● **About this task**: In the excerpt below, which house does the writer say might share an ancient ancestor with the Targs?

● **Excerpt provided**:

It's hard to fault your incredulity. This is, in the big picture, a pretty meaningless detail and with nothing more than circumstance and implication to support it. This whole thing is just not a mystery that has been set out for us to solve. It's not RLJ, it's not "What do the Others want", it's not the Horn of Joramun. It's just an Easter egg that seems to fit in very nicely with the, so far, most thorough explanation of the books' underlying mythology. If GRRM needed readers to understand this in order to "get" the story, it would be more present in the main story. 

 

But

1) All these counter examples are people who look Valyrian because the *are* Valyrian in some measure. Are the Daynes the only ones who look Valyrian without any Valyrian blood? That strikes me as even stranger. 

While I'll concede the technical accuracy of my claim, this argument isn't exactly working in your favor.

Really, whats the harm in presuming some shared ethnic background just because of their looks? It doesn't have to matter to the story. So the Targs and Daynes share an ancient ancestor - we can leave it at that, if it's easier to swallow without all the bulky symbolism.

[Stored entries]
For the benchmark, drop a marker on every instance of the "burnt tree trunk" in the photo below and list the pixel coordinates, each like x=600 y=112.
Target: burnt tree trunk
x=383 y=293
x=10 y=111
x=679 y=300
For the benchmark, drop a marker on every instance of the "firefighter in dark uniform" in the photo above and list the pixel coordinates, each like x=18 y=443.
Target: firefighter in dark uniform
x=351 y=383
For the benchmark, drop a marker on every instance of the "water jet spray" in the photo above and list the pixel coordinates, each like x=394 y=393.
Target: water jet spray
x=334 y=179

● **Output below**: The Daynes.